- Problems to solve -
1) According to the multicast configuration page, why should the TTL be kept at the lowest integer value that works?
2) On the multicast configuration page, what TTL value is used for single server clusters?
3) Carry on the multicast configuration page from its final sentence.

The time-to-live value (TTL) setting designates how far multicast UDP/IP packets can travel on a network. The TTL is expressed in terms of how many hops a packet survives; each network interface, router, and managed switch is considered one hop.

The TTL value should be set to the lowest integer value that works. Setting the value too high can use unnecessary bandwidth on other LAN segments and can even cause the operating system or network devices to disable multicast traffic. Typically, setting the TTL value to 1 works on a simple switched backbone. A value of 2 or more may be required on an advanced backbone with intelligent switching. A value of 0 is used for single server clusters that are used for development and testing. See "Enabling Single-Server Mode" for more information on single server clusters.

To specify the TTL, edit the operational override file and add a <time-to-live> element that includes the TTL value. For example:

<?xml version='1.0'?>

<coherence xmlns:xsi="http://www.w3.org/2001/XMLSchema-instance"
   xmlns="http://xmlns.oracle.com/coherence/coherence-operational-config"
   xsi:schemaLocation="http://xmlns.oracle.com/coherence/
   coherence-operational-config coherence-operational-config.xsd">
   <cluster-config>
      <multicast-listener>
         <time-to-live system-property="tangosol.coherence.ttl">3</time-to-live>
      </multicast-listener>
   </cluster-config>
</coherence>

The tangosol.coherence.ttl system property is used to specify the TTL value instead of using the operational override file. For example:

-Dtangosol.coherence.ttl=3

6.4.4 Specifying the Multicast Join Timeout

The multicast join timeout defines how much time a cluster member waits to join a cluster. If the timeout is reached and an existing cluster is not detected, then the cluster member starts its own cluster and elects itself as the senior cluster member. A short timeout can be specified during development and testing. A timeout of 30 seconds is generally adequate for production environments.

- Source excerpt -
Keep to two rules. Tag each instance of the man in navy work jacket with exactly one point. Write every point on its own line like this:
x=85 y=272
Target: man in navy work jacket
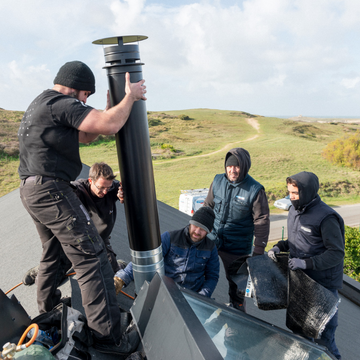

- Answers for the exercise -
1) A TTL set too high can use unnecessary bandwidth on other LAN segments. It can even cause the operating system or network devices to disable multicast traffic.

2) A value of 0.

3)
Note:

The first member of the cluster waits the full duration of the join timeout before it assumes the role of the senior member. If the cluster startup timeout is less than the join timeout, then the first member of the cluster fails during cluster startup. The cluster member timeout is specified using the packet publisher timeout (<timeout-milliseconds>). See "packet-delivery".

To specify the join timeout, edit the operational override file and add a <join-timeout-milliseconds> element that includes the timeout value. For example:

<?xml version='1.0'?>

<coherence xmlns:xsi="http://www.w3.org/2001/XMLSchema-instance"
   xmlns="http://xmlns.oracle.com/coherence/coherence-operational-config"
   xsi:schemaLocation="http://xmlns.oracle.com/coherence/
   coherence-operational-config coherence-operational-config.xsd">
   <cluster-config>
      <multicast-listener>
         <join-timeout-milliseconds>6000</join-timeout-milliseconds>
      </multicast-listener>
   </cluster-config>
</coherence>

6.4.5 Changing the Multicast Threshold

Cluster members use both multicast and unicast communication when sending cluster packets. The multicast threshold value is used to determine whether to use multicast for packet delivery or unicast. Setting the threshold higher or lower can force a cluster to favor one style of communication over the other. The threshold setting is not used if multicast communication is disabled.

The multicast threshold is a percentage value and is in the range of 1% to 100%. In a cluster of n members, a cluster member that is sending a packet to a set of destination nodes (not counting itself) of size d (in the range of 0 to n-1) sends a packet using multicast only if the following hold true:

  • The packet is being sent over the network to multiple nodes (d > 1).

  • The number of nodes is greater than the specified threshold (d > (n-1) * (threshold/100)).

    For example, in a 25 member cluster with a multicast threshold of 25%, a cluster member only uses multicast if the packet is destined for 6 or more members (24 * .25 = 6).

Setting this value to 1 allows the cluster to use multicast for basically all multi-point traffic. Setting this value to 100 forces the cluster to use unicast for all multi-point traffic except for explicit broadcast traffic (for example, cluster heartbeat and discovery) because the 100% threshold is never exceeded. With the setting of 25 (the default) a cluster member sends the packet using unicast if it is destined for less than one-fourth of all nodes, and sends the packet using multicast if it is destined for one-fourth or more of all nodes.

To specify the multicast threshold, edit the operational override file and add a <multicast-threshold-percent> element that includes the threshold value. For example:

<?xml version='1.0'?>

<coherence xmlns:xsi="http://www.w3.org/2001/XMLSchema-instance"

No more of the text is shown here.